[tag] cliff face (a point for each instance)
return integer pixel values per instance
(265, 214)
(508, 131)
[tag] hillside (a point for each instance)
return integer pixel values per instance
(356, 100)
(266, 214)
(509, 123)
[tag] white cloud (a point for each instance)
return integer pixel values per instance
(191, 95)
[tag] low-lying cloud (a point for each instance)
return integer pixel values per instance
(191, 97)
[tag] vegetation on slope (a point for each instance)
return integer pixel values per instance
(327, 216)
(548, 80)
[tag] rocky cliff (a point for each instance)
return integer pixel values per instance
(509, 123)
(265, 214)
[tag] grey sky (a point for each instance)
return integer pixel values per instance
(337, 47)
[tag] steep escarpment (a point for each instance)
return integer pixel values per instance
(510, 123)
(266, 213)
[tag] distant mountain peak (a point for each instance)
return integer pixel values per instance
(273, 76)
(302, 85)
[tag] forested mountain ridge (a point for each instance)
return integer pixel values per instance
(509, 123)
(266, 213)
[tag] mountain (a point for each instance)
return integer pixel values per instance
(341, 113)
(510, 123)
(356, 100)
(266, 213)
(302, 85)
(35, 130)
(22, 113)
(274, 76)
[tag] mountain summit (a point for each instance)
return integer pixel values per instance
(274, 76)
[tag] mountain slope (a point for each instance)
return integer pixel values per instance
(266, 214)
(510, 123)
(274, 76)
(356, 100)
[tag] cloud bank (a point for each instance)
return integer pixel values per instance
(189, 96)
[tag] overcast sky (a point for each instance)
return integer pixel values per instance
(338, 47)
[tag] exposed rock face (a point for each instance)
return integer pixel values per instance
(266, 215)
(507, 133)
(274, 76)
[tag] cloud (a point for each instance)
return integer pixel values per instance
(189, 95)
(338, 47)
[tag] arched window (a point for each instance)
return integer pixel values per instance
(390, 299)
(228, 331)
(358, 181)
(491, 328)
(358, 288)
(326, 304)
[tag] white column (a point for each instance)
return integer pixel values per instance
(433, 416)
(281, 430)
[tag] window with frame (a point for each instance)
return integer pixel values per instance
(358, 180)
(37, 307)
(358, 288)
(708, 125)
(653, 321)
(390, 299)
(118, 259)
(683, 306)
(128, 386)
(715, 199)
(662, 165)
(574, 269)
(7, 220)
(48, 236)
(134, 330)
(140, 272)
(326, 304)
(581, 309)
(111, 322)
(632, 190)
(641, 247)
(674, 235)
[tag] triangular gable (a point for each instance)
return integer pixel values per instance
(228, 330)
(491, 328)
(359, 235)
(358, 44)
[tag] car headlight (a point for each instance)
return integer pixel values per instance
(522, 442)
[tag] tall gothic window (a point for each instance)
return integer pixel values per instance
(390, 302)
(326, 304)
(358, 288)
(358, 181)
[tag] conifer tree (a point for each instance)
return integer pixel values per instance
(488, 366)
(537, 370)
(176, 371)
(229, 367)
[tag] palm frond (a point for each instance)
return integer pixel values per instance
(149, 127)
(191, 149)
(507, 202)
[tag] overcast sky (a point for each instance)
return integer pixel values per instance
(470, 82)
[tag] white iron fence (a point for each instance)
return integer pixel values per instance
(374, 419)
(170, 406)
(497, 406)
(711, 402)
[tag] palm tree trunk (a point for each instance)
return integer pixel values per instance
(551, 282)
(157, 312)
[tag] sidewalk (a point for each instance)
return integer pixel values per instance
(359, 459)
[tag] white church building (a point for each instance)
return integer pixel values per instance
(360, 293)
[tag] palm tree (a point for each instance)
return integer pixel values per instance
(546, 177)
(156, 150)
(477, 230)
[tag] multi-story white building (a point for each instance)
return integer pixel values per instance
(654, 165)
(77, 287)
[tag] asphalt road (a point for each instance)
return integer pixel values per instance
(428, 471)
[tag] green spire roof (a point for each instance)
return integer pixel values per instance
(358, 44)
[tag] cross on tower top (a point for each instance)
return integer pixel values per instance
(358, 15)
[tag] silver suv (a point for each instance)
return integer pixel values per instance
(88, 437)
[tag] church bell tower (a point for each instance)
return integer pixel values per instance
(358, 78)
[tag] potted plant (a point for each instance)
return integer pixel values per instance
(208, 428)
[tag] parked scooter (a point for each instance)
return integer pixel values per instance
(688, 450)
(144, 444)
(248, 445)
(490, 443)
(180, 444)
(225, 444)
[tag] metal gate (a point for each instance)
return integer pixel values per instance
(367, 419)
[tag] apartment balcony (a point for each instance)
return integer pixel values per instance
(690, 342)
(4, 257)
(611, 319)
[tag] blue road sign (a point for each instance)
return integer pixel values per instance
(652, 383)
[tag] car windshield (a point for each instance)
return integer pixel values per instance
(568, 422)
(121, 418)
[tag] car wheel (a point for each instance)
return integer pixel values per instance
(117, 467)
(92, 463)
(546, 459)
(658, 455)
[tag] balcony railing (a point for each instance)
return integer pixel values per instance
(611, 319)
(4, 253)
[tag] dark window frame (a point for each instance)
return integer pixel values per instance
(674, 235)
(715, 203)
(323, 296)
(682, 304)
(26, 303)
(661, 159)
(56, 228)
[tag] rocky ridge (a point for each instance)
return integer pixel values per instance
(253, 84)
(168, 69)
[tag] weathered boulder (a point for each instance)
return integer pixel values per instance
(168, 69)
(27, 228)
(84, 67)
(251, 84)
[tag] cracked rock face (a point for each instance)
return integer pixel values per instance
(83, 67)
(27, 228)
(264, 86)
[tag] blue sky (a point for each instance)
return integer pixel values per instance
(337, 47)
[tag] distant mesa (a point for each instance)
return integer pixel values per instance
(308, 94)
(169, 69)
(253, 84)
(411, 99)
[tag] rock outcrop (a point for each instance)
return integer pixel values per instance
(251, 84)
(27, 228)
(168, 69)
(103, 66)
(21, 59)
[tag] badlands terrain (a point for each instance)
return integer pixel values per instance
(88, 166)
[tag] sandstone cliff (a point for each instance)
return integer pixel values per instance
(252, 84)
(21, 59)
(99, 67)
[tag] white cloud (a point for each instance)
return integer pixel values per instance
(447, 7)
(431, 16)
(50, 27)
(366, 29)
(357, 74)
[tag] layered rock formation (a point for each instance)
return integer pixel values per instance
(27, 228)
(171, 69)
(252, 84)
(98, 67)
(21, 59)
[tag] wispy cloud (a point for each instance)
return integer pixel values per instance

_ _ _ _ _ _ _

§ **TASK DETAILS**: Recast these lines as a numbered list, leaving out any blank lines.

§ **SOLUTION TO THE PROBLEM**:
1. [tag] cliff face (a point for each instance)
2. return integer pixel values per instance
3. (265, 214)
4. (508, 131)
5. [tag] hillside (a point for each instance)
6. return integer pixel values per instance
7. (356, 100)
8. (266, 214)
9. (509, 123)
10. [tag] white cloud (a point for each instance)
11. return integer pixel values per instance
12. (191, 95)
13. [tag] low-lying cloud (a point for each instance)
14. return integer pixel values per instance
15. (191, 97)
16. [tag] vegetation on slope (a point for each instance)
17. return integer pixel values per instance
18. (327, 216)
19. (548, 80)
20. [tag] rocky cliff (a point for each instance)
21. return integer pixel values per instance
22. (509, 123)
23. (265, 214)
24. [tag] grey sky (a point for each instance)
25. return integer pixel values per instance
26. (337, 47)
27. [tag] steep escarpment (a point for each instance)
28. return integer pixel values per instance
29. (510, 123)
30. (266, 213)
31. [tag] distant mountain peak (a point for each instance)
32. return integer pixel values per instance
33. (273, 76)
34. (302, 85)
35. [tag] forested mountain ridge (a point for each instance)
36. return integer pixel values per instance
37. (509, 123)
38. (266, 213)
39. [tag] mountain (a point for each instance)
40. return integer pixel values per instance
41. (341, 113)
42. (510, 123)
43. (356, 100)
44. (266, 213)
45. (302, 85)
46. (35, 130)
47. (22, 113)
48. (274, 76)
49. [tag] mountain summit (a point for each instance)
50. return integer pixel values per instance
51. (274, 76)
52. [tag] mountain slope (a point for each instance)
53. return integer pixel values per instance
54. (266, 214)
55. (510, 123)
56. (274, 76)
57. (356, 100)
58. [tag] cloud bank (a point for each instance)
59. return integer pixel values per instance
60. (189, 96)
61. [tag] overcast sky (a point for each instance)
62. return integer pixel values per instance
63. (338, 47)
64. [tag] exposed rock face (a point for each instance)
65. return integer pixel values per instance
66. (266, 215)
67. (507, 133)
68. (274, 76)
69. [tag] cloud (a point for each instance)
70. return integer pixel values per instance
71. (189, 95)
72. (338, 47)
73. [tag] arched window (a point for each instance)
74. return integer pixel values per instance
75. (390, 299)
76. (228, 331)
77. (358, 181)
78. (491, 328)
79. (358, 288)
80. (326, 304)
81. [tag] white column (a point for each instance)
82. return integer pixel values per instance
83. (433, 416)
84. (281, 430)
85. [tag] window with frame (a point for each instance)
86. return integer pixel values per instance
87. (358, 180)
88. (37, 307)
89. (358, 288)
90. (708, 125)
91. (653, 321)
92. (390, 299)
93. (118, 259)
94. (683, 306)
95. (128, 386)
96. (715, 199)
97. (662, 165)
98. (574, 269)
99. (7, 220)
100. (48, 236)
101. (134, 330)
102. (140, 272)
103. (326, 304)
104. (581, 309)
105. (111, 322)
106. (632, 190)
107. (641, 247)
108. (674, 235)
109. [tag] triangular gable (a point for each instance)
110. return integer pixel values per instance
111. (228, 330)
112. (491, 328)
113. (359, 235)
114. (358, 44)
115. [tag] car headlight (a point for each instance)
116. return integer pixel values per instance
117. (522, 442)
118. [tag] tall gothic window (a point for each instance)
119. return integer pixel values per instance
120. (390, 302)
121. (326, 304)
122. (358, 288)
123. (358, 181)
124. [tag] conifer tree (a point for each instance)
125. return integer pixel values per instance
126. (488, 366)
127. (537, 370)
128. (176, 371)
129. (229, 367)
130. [tag] palm frond (a point for each instance)
131. return integer pixel values per instance
132. (149, 127)
133. (191, 149)
134. (507, 202)
135. [tag] overcast sky (a point for each instance)
136. return integer pixel values per instance
137. (470, 82)
138. [tag] white iron fence (a point for each instance)
139. return integer pixel values per instance
140. (374, 419)
141. (170, 406)
142. (497, 406)
143. (711, 402)
144. [tag] palm tree trunk (a point for each instance)
145. return integer pixel values per instance
146. (551, 282)
147. (157, 312)
148. [tag] sidewalk (a point for each instance)
149. return integer pixel values per instance
150. (359, 459)
151. [tag] white church building (a point for each instance)
152. return integer pixel values per instance
153. (360, 293)
154. [tag] palm tree (a point for each instance)
155. return integer pixel values per instance
156. (546, 177)
157. (156, 150)
158. (477, 230)
159. [tag] multi-story white building (a point for each instance)
160. return integer pixel values per instance
161. (654, 165)
162. (77, 287)
163. [tag] asphalt road (a point for each instance)
164. return integer pixel values per instance
165. (428, 471)
166. [tag] green spire roof (a point for each instance)
167. return integer pixel values per instance
168. (358, 44)
169. [tag] cross on tower top (a point for each instance)
170. return integer pixel values per instance
171. (358, 15)
172. [tag] silver suv (a point for each instance)
173. return integer pixel values per instance
174. (88, 437)
175. [tag] church bell tower (a point for each instance)
176. return integer pixel values per instance
177. (358, 78)
178. [tag] potted plant (a point for each instance)
179. return integer pixel values per instance
180. (208, 428)
181. [tag] parked scooter (a point for each instance)
182. return integer pixel values per instance
183. (688, 450)
184. (144, 444)
185. (248, 445)
186. (490, 443)
187. (180, 444)
188. (225, 444)
189. [tag] metal gate (a point for each instance)
190. return integer pixel values per instance
191. (367, 419)
192. [tag] apartment balcony (a point for each instance)
193. return integer pixel values per instance
194. (690, 342)
195. (4, 257)
196. (611, 319)
197. [tag] blue road sign (a point for each instance)
198. return integer pixel values per instance
199. (652, 383)
200. [tag] car windshield (a point for each instance)
201. return integer pixel values per instance
202. (568, 422)
203. (121, 418)
204. [tag] car wheel (a point for each instance)
205. return integer pixel values per instance
206. (117, 467)
207. (92, 463)
208. (546, 459)
209. (658, 455)
210. [tag] balcony railing (a point for each instance)
211. return integer pixel values per instance
212. (611, 319)
213. (4, 253)
214. [tag] dark window frame (a point for each instance)
215. return integer pixel values per instance
216. (674, 235)
217. (715, 203)
218. (323, 296)
219. (682, 304)
220. (26, 303)
221. (661, 159)
222. (56, 228)
223. [tag] rocky ridge (a point for each instance)
224. return integer pixel values per instance
225. (253, 84)
226. (168, 69)
227. [tag] weathered boulder (a point for each instance)
228. return integer pixel values per instance
229. (168, 69)
230. (27, 228)
231. (84, 67)
232. (251, 84)
233. [tag] cracked rock face (a point for each instance)
234. return integer pixel values per instance
235. (83, 67)
236. (27, 228)
237. (264, 86)
238. [tag] blue sky (a point for each instance)
239. return integer pixel values per instance
240. (337, 47)
241. [tag] distant mesa (a point for each instance)
242. return integer pixel values per instance
243. (308, 94)
244. (169, 69)
245. (253, 84)
246. (411, 99)
247. [tag] rock outcrop (a point for each instance)
248. return integer pixel values per instance
249. (251, 84)
250. (27, 228)
251. (168, 69)
252. (103, 66)
253. (21, 59)
254. [tag] badlands terrain (a point for each instance)
255. return integer pixel values per instance
256. (88, 166)
257. [tag] sandstone cliff (a point for each instance)
258. return integer pixel values per instance
259. (252, 84)
260. (21, 59)
261. (99, 67)
262. [tag] white cloud (a point for each instance)
263. return integer pixel values per instance
264. (447, 7)
265. (431, 16)
266. (50, 27)
267. (366, 29)
268. (357, 74)
269. [tag] layered rock formation (a point for each instance)
270. return integer pixel values per instance
271. (27, 228)
272. (171, 69)
273. (252, 84)
274. (98, 67)
275. (21, 59)
276. [tag] wispy cloud (a point for each instance)
277. return integer pixel values per instance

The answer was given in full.